The answer should hold every line of the listing, unchanged and free of images.

INFORMATION SHOWN -
============

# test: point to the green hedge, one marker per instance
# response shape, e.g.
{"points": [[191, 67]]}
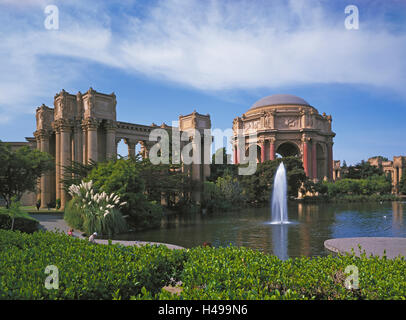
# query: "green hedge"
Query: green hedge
{"points": [[239, 273], [86, 270], [89, 271], [23, 223]]}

============

YOUR SOLUTION -
# test: point to the green hedge, one marker per instance
# response shape, e.g.
{"points": [[191, 67]]}
# query: "green hedge"
Query: green hedge
{"points": [[239, 273], [86, 270], [89, 271], [23, 223]]}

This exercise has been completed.